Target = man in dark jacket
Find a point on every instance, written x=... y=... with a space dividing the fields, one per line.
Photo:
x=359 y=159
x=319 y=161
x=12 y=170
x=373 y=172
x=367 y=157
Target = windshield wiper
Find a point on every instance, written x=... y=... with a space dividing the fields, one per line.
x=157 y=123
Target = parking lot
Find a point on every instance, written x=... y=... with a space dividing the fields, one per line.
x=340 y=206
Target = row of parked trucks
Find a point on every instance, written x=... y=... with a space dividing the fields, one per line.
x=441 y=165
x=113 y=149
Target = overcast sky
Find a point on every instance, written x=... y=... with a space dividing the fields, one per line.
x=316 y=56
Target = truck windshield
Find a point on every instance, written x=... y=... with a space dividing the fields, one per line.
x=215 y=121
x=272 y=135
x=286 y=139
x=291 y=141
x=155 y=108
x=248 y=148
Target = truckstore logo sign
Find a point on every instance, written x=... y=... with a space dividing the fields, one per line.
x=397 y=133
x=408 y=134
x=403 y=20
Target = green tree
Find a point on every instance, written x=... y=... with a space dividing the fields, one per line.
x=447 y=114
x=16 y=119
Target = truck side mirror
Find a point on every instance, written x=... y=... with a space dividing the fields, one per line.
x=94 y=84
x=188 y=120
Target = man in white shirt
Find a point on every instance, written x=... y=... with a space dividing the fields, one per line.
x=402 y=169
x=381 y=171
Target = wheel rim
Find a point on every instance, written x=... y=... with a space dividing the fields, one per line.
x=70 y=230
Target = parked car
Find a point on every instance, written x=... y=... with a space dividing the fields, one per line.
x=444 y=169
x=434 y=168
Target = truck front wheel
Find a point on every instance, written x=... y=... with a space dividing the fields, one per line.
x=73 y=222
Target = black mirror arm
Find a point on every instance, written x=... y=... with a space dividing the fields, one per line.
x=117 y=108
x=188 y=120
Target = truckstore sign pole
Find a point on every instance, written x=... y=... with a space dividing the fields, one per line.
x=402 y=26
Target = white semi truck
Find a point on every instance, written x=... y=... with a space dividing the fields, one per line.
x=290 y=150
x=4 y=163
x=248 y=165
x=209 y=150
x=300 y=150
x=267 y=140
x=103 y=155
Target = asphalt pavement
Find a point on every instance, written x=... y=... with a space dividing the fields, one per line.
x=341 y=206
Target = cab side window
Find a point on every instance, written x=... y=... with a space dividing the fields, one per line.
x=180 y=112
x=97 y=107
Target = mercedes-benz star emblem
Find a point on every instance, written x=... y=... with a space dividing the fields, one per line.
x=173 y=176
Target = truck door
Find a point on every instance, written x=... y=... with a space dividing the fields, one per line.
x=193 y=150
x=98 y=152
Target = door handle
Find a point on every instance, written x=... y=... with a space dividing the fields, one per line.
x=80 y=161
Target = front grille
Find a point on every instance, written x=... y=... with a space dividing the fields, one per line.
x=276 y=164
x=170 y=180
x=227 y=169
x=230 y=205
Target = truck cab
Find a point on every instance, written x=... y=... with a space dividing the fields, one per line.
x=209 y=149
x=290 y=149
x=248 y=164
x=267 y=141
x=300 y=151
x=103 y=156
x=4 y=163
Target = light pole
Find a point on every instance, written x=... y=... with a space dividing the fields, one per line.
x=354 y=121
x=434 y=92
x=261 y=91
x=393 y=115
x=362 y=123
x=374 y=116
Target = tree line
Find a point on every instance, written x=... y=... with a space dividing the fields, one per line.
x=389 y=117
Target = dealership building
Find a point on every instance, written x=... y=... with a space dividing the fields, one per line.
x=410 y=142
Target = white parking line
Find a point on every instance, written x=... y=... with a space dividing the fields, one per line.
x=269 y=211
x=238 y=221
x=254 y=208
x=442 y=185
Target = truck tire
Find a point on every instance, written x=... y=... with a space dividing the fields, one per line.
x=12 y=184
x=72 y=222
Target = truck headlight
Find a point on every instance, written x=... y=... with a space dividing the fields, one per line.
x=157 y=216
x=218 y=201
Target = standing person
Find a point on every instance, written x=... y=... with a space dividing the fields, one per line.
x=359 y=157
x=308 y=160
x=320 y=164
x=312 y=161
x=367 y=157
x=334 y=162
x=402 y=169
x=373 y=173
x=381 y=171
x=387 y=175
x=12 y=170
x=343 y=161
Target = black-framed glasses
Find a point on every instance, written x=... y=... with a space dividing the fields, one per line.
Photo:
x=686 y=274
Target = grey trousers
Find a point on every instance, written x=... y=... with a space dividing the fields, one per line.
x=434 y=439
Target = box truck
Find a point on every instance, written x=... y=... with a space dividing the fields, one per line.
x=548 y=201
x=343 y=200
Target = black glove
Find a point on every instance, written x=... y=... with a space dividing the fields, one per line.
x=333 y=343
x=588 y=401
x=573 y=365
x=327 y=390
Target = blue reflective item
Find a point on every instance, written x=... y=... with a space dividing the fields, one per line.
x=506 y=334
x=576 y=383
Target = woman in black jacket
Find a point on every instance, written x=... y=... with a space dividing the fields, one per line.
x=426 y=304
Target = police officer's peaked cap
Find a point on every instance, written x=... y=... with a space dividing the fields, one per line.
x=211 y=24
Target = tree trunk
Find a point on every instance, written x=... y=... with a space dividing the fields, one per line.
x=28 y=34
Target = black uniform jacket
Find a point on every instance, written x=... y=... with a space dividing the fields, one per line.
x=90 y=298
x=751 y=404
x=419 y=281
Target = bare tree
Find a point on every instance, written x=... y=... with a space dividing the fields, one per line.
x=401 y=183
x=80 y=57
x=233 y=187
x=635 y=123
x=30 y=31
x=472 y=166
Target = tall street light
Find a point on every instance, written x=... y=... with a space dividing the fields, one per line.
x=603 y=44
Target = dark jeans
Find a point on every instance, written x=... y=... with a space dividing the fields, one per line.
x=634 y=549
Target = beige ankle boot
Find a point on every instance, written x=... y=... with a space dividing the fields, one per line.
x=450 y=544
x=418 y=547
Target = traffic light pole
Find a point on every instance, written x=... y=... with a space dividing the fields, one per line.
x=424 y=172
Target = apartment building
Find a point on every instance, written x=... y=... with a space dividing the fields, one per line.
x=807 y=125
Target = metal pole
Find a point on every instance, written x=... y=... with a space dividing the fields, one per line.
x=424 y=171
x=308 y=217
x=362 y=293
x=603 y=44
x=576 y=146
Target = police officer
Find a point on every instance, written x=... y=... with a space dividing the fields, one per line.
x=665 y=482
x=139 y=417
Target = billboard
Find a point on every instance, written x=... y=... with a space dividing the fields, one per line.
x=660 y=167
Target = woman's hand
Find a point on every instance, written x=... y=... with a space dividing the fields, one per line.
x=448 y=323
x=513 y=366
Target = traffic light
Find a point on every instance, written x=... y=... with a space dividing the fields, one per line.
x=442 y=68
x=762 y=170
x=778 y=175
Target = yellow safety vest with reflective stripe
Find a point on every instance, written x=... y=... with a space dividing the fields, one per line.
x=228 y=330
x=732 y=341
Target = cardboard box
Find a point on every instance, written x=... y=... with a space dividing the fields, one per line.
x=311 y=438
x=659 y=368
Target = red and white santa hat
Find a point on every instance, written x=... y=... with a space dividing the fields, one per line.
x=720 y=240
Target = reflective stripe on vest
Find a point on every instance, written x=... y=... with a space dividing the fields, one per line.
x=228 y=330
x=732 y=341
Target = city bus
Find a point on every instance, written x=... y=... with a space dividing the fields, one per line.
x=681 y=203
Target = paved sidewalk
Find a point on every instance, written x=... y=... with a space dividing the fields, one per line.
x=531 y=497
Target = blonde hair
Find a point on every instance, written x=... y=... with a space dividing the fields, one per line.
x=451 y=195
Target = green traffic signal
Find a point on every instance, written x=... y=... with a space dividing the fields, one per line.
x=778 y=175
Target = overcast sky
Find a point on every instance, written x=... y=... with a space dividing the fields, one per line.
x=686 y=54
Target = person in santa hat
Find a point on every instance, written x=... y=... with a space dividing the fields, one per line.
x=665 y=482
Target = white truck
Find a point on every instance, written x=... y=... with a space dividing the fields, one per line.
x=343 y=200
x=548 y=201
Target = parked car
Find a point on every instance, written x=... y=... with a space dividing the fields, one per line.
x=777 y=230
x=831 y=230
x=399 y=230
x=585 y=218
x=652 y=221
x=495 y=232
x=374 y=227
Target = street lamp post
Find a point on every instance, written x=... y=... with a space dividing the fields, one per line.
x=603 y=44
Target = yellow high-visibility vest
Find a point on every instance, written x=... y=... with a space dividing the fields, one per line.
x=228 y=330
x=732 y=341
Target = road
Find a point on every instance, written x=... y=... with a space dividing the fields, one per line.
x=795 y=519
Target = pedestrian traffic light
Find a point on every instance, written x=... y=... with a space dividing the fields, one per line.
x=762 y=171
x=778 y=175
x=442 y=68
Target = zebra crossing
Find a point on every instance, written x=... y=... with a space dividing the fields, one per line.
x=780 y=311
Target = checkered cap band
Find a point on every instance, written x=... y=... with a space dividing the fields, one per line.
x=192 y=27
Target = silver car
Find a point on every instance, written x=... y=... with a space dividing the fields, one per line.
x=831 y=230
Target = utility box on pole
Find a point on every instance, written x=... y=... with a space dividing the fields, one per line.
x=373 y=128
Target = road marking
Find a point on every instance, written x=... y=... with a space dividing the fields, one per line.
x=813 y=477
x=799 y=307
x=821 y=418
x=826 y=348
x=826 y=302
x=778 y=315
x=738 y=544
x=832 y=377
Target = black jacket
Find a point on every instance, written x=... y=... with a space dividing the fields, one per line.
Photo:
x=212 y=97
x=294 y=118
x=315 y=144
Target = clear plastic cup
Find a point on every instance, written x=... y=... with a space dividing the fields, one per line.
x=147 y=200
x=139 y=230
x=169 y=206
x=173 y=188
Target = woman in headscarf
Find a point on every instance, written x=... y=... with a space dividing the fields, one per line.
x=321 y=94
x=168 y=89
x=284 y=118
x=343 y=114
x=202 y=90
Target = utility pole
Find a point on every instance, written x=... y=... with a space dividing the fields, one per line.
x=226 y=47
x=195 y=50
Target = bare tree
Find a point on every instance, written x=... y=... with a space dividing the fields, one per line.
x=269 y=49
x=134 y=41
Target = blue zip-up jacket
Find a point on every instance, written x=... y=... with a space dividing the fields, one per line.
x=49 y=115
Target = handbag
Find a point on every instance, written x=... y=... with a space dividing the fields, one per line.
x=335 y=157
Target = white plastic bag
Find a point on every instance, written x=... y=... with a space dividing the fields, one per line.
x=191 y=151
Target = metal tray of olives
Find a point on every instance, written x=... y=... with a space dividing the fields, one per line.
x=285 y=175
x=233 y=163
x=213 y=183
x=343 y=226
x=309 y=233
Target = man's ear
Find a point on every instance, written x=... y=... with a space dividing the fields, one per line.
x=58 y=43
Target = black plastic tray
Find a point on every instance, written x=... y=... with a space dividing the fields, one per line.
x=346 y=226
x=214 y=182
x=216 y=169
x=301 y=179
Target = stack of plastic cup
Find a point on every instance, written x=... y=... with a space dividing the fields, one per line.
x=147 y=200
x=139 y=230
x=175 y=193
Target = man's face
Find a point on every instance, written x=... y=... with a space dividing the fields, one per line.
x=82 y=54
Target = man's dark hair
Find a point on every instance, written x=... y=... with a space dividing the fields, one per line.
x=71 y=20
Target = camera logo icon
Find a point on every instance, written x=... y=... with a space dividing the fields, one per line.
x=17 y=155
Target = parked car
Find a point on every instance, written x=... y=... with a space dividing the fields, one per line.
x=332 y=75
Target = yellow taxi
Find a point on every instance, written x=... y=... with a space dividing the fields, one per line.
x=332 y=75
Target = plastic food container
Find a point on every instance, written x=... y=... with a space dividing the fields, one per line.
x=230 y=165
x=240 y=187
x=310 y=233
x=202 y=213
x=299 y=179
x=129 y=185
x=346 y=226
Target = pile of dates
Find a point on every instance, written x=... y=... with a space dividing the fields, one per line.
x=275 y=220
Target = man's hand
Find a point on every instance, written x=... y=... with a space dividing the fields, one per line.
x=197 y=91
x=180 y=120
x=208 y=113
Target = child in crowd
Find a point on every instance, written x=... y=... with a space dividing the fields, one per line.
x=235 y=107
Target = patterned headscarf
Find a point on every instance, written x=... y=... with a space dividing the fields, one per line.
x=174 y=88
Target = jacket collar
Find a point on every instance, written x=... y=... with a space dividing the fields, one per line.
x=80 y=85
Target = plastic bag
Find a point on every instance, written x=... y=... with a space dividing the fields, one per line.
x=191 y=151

+---+

Reproduce, with no changes, the entries from the line containing "Target = zebra crossing" through the line containing "x=373 y=128", including both of those lines.

• Result of this exercise
Target = zebra crossing
Find a point on every instance, written x=... y=... with a space dividing the fields, one per line.
x=780 y=311
Target = checkered cap band
Find a point on every instance, written x=... y=... with a space dividing the fields, one per line.
x=192 y=27
Target = silver car
Find a point on every instance, written x=... y=... with a space dividing the fields, one per line.
x=831 y=230
Target = utility box on pole
Find a point on every instance, written x=... y=... with a space dividing the fields, one per line.
x=373 y=128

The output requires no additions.